▸ **Problem to solve**
Print every line of the material below exactly as it stands, but omit the pictures.

--- Extracted data ---

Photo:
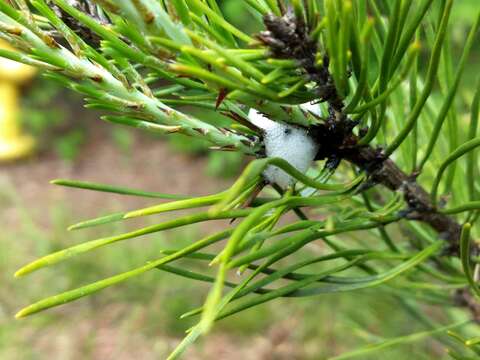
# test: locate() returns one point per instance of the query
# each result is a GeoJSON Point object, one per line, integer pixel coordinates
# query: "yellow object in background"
{"type": "Point", "coordinates": [13, 144]}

---

▸ **Task solution**
Photo:
# test: locate() returns one point per instance of the query
# each result is a GeoJSON Point object, one per line, integer pixel coordinates
# query: "yellow object in background"
{"type": "Point", "coordinates": [13, 144]}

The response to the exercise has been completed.